주어진 과제:
아래 데이터에서 "Highlight the rear tire." 문구가 있는 줄부터 "453 118 640 187" 문구가 있는 줄까지 다시 쓰되, "wooden privacy fence" 표현만 "wooden garden fence" 표현으로 바꾸고 나머지는 그대로 두세요. 그림은 빼고 쓰세요.

....

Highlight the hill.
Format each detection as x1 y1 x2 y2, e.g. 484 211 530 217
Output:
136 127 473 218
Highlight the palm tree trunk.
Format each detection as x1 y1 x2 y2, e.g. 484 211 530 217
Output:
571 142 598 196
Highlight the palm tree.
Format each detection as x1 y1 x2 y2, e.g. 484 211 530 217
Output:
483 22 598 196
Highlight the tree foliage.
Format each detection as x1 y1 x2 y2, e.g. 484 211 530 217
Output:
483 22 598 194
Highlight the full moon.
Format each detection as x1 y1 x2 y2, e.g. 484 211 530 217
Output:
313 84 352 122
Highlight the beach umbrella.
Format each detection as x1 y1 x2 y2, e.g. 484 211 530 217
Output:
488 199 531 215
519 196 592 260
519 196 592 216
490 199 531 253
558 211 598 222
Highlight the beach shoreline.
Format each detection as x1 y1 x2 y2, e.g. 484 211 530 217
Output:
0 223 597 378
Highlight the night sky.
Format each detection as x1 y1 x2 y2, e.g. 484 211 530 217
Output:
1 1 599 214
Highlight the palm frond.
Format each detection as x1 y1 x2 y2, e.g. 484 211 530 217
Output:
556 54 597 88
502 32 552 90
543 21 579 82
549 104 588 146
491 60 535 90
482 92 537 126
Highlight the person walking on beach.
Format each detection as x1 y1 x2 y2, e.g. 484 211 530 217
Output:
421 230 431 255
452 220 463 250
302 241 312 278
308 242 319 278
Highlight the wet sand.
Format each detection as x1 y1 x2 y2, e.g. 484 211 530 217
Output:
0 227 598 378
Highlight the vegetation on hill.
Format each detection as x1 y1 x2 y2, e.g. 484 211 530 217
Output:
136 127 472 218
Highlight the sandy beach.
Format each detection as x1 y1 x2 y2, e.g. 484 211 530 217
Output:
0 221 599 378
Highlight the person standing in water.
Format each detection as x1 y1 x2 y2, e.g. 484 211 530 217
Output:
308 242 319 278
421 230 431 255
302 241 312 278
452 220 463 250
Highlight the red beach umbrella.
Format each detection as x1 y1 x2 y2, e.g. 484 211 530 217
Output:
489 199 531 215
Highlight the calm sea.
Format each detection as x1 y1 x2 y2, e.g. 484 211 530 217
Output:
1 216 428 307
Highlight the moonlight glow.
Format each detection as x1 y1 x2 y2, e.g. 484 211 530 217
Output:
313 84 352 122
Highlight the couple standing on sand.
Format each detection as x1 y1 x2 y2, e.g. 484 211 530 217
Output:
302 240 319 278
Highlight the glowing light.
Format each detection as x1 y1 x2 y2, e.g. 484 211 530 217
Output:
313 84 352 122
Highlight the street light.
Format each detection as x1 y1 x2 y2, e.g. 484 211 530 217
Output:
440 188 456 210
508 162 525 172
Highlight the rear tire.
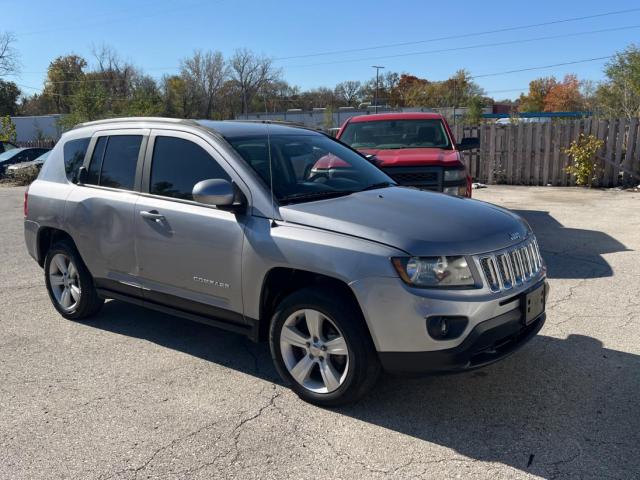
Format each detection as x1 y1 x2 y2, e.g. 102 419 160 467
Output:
44 241 104 320
269 288 380 407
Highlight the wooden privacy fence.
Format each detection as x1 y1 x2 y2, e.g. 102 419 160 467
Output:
453 118 640 187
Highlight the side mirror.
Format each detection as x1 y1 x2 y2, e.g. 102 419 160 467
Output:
456 137 480 151
191 178 236 207
76 167 89 185
364 153 382 167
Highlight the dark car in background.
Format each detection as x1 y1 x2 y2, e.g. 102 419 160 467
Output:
5 150 51 175
0 140 18 153
0 148 50 176
338 112 479 197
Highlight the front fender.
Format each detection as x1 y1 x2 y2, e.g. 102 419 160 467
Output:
242 217 404 318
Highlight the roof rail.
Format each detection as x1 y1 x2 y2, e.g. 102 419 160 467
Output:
228 118 322 132
73 117 196 129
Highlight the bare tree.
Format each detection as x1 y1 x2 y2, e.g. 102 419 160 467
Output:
92 45 139 109
180 50 229 118
0 32 19 77
231 48 281 115
334 80 362 107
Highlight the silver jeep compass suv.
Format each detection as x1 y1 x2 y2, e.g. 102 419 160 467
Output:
24 118 547 405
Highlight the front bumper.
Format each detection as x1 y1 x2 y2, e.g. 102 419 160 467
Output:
378 309 546 374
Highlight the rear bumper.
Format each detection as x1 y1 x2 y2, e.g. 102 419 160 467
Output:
378 309 546 374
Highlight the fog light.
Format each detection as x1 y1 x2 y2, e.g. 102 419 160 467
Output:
427 315 469 340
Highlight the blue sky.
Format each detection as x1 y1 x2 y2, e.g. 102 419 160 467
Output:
5 0 640 98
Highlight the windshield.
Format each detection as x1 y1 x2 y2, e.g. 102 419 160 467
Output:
227 134 395 203
340 119 451 150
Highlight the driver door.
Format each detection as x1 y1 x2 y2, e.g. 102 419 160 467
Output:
134 130 245 323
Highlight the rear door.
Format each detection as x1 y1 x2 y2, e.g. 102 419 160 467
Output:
65 129 149 296
135 130 245 323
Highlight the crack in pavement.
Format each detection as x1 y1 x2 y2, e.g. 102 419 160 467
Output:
180 383 283 476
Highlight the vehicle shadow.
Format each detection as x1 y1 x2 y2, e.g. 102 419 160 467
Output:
512 210 628 279
88 301 640 478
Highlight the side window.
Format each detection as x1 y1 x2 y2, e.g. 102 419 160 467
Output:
87 135 142 190
149 137 231 200
62 138 91 183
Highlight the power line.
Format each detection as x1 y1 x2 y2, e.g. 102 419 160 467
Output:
470 55 615 78
273 8 640 61
284 25 640 68
16 55 615 98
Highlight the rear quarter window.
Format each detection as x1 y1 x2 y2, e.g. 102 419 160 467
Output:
63 138 91 183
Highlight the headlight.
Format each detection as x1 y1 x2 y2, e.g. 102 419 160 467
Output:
391 257 475 287
444 168 467 182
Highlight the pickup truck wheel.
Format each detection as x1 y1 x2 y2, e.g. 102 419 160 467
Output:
269 289 380 406
44 242 104 320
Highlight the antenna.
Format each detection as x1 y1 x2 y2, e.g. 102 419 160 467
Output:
263 92 278 228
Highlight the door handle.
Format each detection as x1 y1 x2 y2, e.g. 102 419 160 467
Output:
140 210 164 223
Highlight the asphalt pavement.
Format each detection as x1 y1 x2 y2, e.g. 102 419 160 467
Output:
0 186 640 480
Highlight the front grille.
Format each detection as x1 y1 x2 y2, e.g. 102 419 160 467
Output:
383 167 442 189
479 235 543 292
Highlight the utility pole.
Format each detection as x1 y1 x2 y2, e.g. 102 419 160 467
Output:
371 65 384 113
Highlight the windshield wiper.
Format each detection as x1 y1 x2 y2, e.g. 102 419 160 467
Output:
280 190 355 203
358 182 397 192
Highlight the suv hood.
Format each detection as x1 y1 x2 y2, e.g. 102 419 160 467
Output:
280 187 530 256
358 148 460 167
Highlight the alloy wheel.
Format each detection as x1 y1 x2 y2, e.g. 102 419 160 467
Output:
280 309 349 393
48 253 82 312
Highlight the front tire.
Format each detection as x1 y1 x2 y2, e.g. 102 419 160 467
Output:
269 288 380 407
44 241 104 320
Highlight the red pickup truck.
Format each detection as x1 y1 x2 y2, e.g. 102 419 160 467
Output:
332 113 479 197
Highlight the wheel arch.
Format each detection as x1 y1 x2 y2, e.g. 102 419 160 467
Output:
36 227 77 267
258 267 364 340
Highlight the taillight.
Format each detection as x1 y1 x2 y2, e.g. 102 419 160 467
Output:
22 187 29 218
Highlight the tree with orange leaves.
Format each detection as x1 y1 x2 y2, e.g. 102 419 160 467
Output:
544 75 585 112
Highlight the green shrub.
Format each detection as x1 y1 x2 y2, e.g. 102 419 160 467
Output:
564 133 604 187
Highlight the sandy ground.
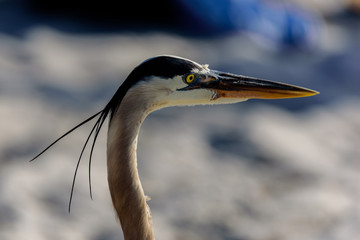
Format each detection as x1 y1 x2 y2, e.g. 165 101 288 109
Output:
0 17 360 240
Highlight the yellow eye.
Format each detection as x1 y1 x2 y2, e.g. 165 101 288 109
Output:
185 74 195 83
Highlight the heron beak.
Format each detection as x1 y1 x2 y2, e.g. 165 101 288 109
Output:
184 71 319 99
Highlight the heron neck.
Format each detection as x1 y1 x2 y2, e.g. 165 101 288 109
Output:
107 101 155 240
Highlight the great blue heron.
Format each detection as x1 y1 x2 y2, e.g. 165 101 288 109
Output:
32 56 318 240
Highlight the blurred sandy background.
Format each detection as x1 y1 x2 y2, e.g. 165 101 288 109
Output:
0 0 360 240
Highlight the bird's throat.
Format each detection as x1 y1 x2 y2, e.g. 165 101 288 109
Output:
107 107 154 240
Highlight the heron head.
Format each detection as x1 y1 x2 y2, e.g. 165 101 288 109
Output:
115 56 318 112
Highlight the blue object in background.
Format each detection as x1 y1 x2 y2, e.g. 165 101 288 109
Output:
178 0 320 46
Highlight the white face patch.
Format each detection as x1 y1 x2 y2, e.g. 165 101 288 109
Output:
124 74 246 113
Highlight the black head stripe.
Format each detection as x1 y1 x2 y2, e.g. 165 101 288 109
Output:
106 56 202 117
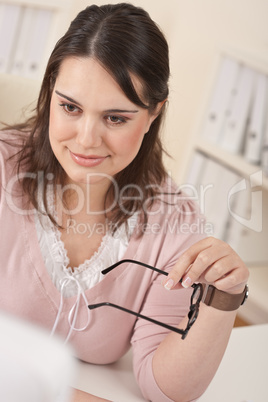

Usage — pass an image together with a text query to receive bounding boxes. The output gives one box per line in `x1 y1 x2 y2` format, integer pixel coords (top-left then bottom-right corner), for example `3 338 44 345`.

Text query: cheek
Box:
117 124 148 154
49 108 72 142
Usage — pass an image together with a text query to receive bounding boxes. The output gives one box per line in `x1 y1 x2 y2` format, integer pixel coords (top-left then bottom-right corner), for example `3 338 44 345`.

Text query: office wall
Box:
67 0 268 180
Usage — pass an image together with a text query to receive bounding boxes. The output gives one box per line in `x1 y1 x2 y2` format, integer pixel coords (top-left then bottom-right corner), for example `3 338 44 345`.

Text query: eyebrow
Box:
55 90 138 113
55 90 82 106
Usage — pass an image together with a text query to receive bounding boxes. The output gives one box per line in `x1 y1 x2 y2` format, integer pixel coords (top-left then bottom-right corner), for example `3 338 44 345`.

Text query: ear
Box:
146 99 167 133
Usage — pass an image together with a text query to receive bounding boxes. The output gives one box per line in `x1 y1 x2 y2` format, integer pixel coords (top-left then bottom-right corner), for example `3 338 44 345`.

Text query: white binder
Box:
220 65 256 153
245 74 268 163
0 4 22 73
200 158 239 239
203 57 239 143
261 95 268 176
23 9 53 78
10 7 36 76
186 152 207 187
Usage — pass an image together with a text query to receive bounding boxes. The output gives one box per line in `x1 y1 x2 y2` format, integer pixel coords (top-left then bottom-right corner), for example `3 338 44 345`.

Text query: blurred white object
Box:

....

과제 결과:
Highlight the rear tire.
Format each detection as x1 y1 x2 y2, e.g. 102 419 160 467
Output:
44 241 104 320
269 288 380 407
Highlight the wooden garden fence.
Format each detection as x1 y1 x2 y2, e.g. 102 419 160 467
Output:
453 118 640 187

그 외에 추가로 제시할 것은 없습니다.